* **STATED GOAL**
Extract every line of the records below and reproduce each one verbatim, in its original order.

(Dataset records on object locations)
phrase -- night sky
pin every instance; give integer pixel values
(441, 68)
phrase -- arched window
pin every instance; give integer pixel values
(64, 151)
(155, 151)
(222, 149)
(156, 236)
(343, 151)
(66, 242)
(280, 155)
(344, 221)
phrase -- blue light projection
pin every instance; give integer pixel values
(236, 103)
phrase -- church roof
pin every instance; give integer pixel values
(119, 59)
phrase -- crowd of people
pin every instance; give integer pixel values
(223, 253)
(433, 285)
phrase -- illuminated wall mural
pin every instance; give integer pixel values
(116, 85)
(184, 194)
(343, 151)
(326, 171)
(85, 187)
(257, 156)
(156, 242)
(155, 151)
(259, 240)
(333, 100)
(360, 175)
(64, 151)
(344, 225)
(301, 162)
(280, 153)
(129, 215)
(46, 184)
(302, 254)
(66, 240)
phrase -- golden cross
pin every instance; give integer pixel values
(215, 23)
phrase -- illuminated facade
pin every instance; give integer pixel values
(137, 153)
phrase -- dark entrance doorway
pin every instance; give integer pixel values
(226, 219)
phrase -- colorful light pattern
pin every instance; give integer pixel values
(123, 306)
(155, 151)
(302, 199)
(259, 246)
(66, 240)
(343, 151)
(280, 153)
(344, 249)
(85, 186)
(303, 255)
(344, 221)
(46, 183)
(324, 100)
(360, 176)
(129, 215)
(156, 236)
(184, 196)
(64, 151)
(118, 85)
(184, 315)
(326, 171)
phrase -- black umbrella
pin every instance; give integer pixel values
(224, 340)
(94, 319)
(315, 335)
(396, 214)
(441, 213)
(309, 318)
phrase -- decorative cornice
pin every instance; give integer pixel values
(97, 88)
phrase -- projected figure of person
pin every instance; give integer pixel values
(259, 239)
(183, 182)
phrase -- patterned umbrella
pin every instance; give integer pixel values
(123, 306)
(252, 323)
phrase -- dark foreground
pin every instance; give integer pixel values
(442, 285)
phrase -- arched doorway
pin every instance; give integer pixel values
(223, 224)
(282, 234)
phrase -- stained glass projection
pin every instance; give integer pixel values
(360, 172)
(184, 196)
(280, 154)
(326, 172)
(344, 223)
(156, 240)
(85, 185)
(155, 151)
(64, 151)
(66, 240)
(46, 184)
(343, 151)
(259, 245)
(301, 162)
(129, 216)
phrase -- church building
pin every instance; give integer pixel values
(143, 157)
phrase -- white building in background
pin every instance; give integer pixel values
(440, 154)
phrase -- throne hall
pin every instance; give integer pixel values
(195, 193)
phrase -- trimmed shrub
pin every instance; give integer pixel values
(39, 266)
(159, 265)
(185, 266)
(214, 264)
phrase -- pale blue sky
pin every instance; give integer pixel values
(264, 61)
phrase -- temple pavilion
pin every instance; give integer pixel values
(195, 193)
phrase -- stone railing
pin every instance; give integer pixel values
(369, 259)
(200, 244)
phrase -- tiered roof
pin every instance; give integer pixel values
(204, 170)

* **CORRECT RESPONSE**
phrase -- night sky
pin every instance; give integer pixel values
(441, 68)
phrase -- arched window
pin every instance; give integer pixel values
(64, 151)
(155, 151)
(222, 149)
(156, 236)
(343, 151)
(66, 242)
(280, 155)
(344, 221)
phrase -- blue light projection
pin every instance; give integer pixel values
(236, 103)
phrase -- church roof
pin every instance; give integer pixel values
(119, 59)
phrase -- crowd of people
pin every instance; give integer pixel values
(223, 253)
(433, 285)
phrase -- illuminated wall mural
pin every instance; give integer pixel values
(116, 85)
(184, 194)
(343, 151)
(326, 171)
(85, 187)
(257, 156)
(156, 242)
(155, 151)
(259, 240)
(333, 100)
(360, 175)
(64, 151)
(344, 225)
(301, 162)
(280, 153)
(129, 215)
(46, 184)
(302, 254)
(66, 240)
phrase -- golden cross
pin every instance; give integer pixel values
(215, 23)
phrase -- illuminated facade
pin every instance; give integer pixel values
(137, 153)
phrase -- dark entrance doorway
pin every instance; give integer pixel values
(226, 219)
phrase -- colorful light pattern
pin every instance; give integer pixel values
(123, 306)
(155, 151)
(302, 199)
(259, 246)
(66, 240)
(343, 151)
(280, 153)
(344, 249)
(85, 186)
(303, 255)
(344, 221)
(46, 183)
(324, 100)
(360, 176)
(129, 215)
(156, 236)
(184, 196)
(64, 151)
(118, 85)
(184, 315)
(326, 171)
phrase -- black umbrella
pin every instance; give integer pixel values
(224, 340)
(94, 319)
(315, 335)
(396, 214)
(441, 213)
(309, 318)
phrase -- decorative cornice
pin every instance; give integer pixel values
(97, 88)
phrase -- projected figure of person
pin every instance; give integer pixel values
(259, 239)
(183, 182)
phrase -- patterned umbrella
pin every instance; give integer pixel values
(123, 306)
(252, 323)
phrase -- dark foreground
pin every instance; give integer pixel values
(442, 285)
phrase -- arched doorway
pin every instance; give integer pixel values
(223, 224)
(282, 234)
phrase -- stained glass projection
pin every instance; give integer pixel values
(360, 172)
(184, 196)
(280, 154)
(326, 172)
(344, 223)
(156, 240)
(85, 185)
(155, 151)
(64, 151)
(66, 240)
(46, 184)
(343, 151)
(259, 245)
(301, 162)
(129, 216)
phrase -- church building
pin every instance; give integer pixel values
(143, 157)
phrase -- white building in background
pin every instance; give integer pixel values
(440, 154)
phrase -- throne hall
pin every instance; give integer pixel values
(195, 193)
phrase -- trimmed shrub
pin every instance; give integer pixel values
(39, 266)
(159, 265)
(185, 266)
(214, 264)
phrase -- pale blue sky
pin every instance; give integer pixel values
(264, 61)
phrase -- temple pavilion
pin every instance; give integer pixel values
(195, 193)
phrase -- stone railing
pin every instance; give integer pixel values
(369, 259)
(200, 244)
phrase -- tiered roof
pin every instance; give integer pixel values
(204, 170)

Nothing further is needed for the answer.